> _TEXTABSCHNITT_:
-.-.-

Charlotte Endemann an ihren Mann Harald, 31. März 1943
den 31.3.43
Mein lieber Mann!
Nun sollst Du aber auch noch einen Brief ohne Rechnerei bekommen. Ursel sitzt neben mir und fragt: "Möchtest Du der Klaus sein?" und beantwortet die Frage selber: "Nee, weisste, weilste dann immer das Bett nassmachst."
Gestern abend waren wir alle wieder bei Frau Sprock. Ihr Mann wird in Südfrankreich ausgebildet. Gestern mittag sah ich den alten, aber sehr hübschen Film mit Luise Ullrich und Viktor de Kowa: ´Versprich mir nichts´.
Die Rabatte ist jetzt mit Blumen bepflanzt. Auf dem Steingartenbeet blüht es auch schon weiß. Es ist das Gewächs in der Mitte, das so unglaublich wuchert. Da es wieder vorhat, das ganze Beet zu überziehen, reiße ich nach der Blüte mindestens die Hälfte raus, weil es ohne Blüte zu unkrautmäßig wächste.
Sonntag abend war Fräulein Hessel zum Abendessen da und
vorgestern Fräulein Hunscheidt.

-.-.-

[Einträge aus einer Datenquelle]
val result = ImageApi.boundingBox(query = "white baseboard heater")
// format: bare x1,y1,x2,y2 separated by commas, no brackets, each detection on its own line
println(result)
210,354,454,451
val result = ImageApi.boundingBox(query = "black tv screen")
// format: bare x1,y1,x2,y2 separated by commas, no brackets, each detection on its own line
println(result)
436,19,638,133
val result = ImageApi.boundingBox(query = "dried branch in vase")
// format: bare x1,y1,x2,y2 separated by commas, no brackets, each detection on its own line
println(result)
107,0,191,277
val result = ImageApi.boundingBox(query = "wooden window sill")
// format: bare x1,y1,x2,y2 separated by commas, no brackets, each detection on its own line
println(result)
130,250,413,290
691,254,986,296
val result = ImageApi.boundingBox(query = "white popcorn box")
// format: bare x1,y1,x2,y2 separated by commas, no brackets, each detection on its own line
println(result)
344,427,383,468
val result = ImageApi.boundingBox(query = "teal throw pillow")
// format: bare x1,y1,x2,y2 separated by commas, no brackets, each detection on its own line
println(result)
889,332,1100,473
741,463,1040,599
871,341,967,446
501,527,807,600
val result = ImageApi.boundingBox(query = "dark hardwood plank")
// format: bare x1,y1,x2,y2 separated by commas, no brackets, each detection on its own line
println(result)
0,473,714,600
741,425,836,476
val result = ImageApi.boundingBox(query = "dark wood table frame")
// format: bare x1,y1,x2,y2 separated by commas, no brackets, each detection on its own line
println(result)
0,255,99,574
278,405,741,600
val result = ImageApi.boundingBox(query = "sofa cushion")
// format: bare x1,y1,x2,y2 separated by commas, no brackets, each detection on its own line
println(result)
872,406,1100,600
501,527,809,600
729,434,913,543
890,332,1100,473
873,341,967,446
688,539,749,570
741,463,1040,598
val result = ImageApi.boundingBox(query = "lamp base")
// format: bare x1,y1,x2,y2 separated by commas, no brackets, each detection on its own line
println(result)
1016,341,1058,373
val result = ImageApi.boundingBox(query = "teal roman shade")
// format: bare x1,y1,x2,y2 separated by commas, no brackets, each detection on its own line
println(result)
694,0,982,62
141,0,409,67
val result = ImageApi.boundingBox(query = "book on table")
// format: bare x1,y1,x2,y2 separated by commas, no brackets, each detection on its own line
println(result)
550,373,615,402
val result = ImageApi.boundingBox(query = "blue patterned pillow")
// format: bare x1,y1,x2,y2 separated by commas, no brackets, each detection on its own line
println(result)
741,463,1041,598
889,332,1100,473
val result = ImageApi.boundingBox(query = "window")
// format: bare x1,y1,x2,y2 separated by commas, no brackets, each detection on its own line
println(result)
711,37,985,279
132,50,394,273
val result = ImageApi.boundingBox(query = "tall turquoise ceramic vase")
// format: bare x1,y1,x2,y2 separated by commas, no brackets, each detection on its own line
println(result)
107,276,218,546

-.-.-

> _AUFGABE_: Schreibe den Brief von Charlotte Endemann an ihren Mann Harald im gleichen Ton weiter, beginnend nach dem letzten Satz. Das Material ist eigenständig und hat mit dem Brief nichts zu tun.

> _ANTWORT_:
Nun ist ja eine Verfügung raus, dass alle alleinstehenden Personen die Zahl der von ihnen bewohnten Räume angeben müssen, zum Entsetzen vieler alter Damen. Aber dass diese Verfügung kommen musste, ist ja klar. Die armen Berliner! Die werden in diesem Jahr wohl noch manchen Angriff aushalten müssen, wobei mir einfällt: Ich habe bei Möckel ein sehr gutes Buch gekauft: Berlin. Erinnerung und Gegenwart, von Helene von Nostitz. Ich hatte vor, es Hansi zum Geburtstag zu schenken, aber ich finde es so schön, dass es jetzt in meinen Regalen bleibt. Überhaupt hat man manchmal Glück. Ich kam jetzt zufällig zu Palm, und da standen kleine Schultafeln mit Ständer. Ich habe mir sofort eine mitgenommen, für Ursel zum Geburtstag. Nun kann sie Schule spielen. Ebenso sah ich gestern bei Dreesbach hübsche Kämme in reizenden, gestickten Etuis. Da man heute dort Kämme holen muss, wo man sie sieht, habe ich das getan.
Eben fällt mir ein, dass ich an die Mu noch 300,- Mk. abgeben muss. Damit bin ich dann am 1. Juli fertig, und dann kann ich ja ab 1. August größere Zahlungen leisten.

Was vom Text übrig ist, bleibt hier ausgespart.